WHAT IS EXPECTED →
Everything in the listing should be restated word for word.

[Dataset entries]
** Begin **

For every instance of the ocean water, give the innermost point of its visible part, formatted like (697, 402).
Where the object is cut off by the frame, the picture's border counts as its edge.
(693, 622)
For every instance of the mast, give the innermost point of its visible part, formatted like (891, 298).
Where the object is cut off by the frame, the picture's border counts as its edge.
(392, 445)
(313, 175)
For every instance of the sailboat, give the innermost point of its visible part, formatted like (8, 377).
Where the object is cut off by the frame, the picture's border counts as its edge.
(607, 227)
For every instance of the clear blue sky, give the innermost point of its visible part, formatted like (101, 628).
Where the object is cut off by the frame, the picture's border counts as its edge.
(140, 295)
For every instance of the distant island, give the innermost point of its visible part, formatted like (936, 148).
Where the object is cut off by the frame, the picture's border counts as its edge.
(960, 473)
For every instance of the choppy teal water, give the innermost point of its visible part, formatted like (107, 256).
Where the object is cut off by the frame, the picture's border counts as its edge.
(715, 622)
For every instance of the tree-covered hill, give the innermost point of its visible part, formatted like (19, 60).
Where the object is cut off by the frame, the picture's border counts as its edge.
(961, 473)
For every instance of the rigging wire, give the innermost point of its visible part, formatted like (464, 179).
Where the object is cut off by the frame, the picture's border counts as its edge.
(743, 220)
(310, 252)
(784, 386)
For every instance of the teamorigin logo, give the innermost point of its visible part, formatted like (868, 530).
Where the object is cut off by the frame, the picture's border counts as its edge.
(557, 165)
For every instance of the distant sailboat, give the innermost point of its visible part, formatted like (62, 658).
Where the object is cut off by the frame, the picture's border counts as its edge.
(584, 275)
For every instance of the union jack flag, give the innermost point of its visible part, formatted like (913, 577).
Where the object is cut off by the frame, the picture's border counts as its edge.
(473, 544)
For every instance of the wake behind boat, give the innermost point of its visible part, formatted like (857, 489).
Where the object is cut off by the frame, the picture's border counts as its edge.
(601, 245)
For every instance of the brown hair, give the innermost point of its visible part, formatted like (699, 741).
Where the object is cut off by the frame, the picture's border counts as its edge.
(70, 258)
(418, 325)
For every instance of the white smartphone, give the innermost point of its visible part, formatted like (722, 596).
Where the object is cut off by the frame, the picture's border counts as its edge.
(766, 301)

** End **

COMPLETED EXERCISE →
For every instance of the ocean water, give the innermost point of its visible part, formatted like (697, 402).
Where the object is cut off by the frame, the picture's border counts as its edge.
(693, 622)
For every instance of the mast, give the innermost point of its visible part, formatted like (891, 298).
Where the object is cut off by the frame, the picture's border counts as its edge.
(392, 445)
(313, 175)
For every instance of the sailboat, give the innermost point of its visible part, formatted like (8, 377).
Where the object is cut off by the frame, the picture's border counts as its edge.
(607, 227)
For every instance of the clear blue sky, give the innermost point of its visible part, formatted like (101, 628).
Where the object is cut off by the frame, the picture's border counts as its edge.
(140, 295)
For every instance of the distant island, give the innermost point of its visible part, formatted like (936, 148).
Where the object is cut off by the frame, the picture's border counts as its edge.
(960, 473)
For every instance of the choppy teal water, give the innermost point of its visible part, formatted like (107, 256).
Where the object is cut off by the frame, the picture's border counts as its edge.
(715, 622)
For every instance of the tree-covered hill, give the innermost point of its visible part, formatted like (19, 60).
Where the object is cut off by the frame, the picture's border counts as its edge.
(961, 473)
For every instance of the rigging wire, give the innermost point of its visible part, formatted like (464, 179).
Where the object is cut off by the frame, the picture's border counts as its edge.
(743, 220)
(310, 252)
(784, 386)
For every instance of the teamorigin logo, give the innermost point of its visible part, formatted like (868, 530).
Where the object is cut off by the frame, the picture's border counts as its edge.
(557, 165)
For every instance of the distant sailboat, give the innermost point of its visible part, formatted like (62, 658).
Where the object is cut off by the frame, the picture's border counts as its edge.
(584, 275)
For every instance of the union jack flag, give the innermost point of its visible part, formatted like (913, 577).
Where the object is cut off by the frame, the picture's border counts as its edge.
(473, 544)
For every instance of the wake behind boat, give the innermost point of its visible part, formatted like (857, 489).
Where the object is cut off by the frame, the picture's border counts as its edge.
(601, 245)
For every instance of the brown hair, give the innermost point of its visible part, formatted like (699, 741).
Where the object is cut off by the frame, the picture's border counts as its edge.
(70, 258)
(418, 325)
For every instance of the white smartphone, give the innermost point of its visible part, formatted like (722, 596).
Where the object is cut off by the frame, the picture's border counts as its edge.
(766, 301)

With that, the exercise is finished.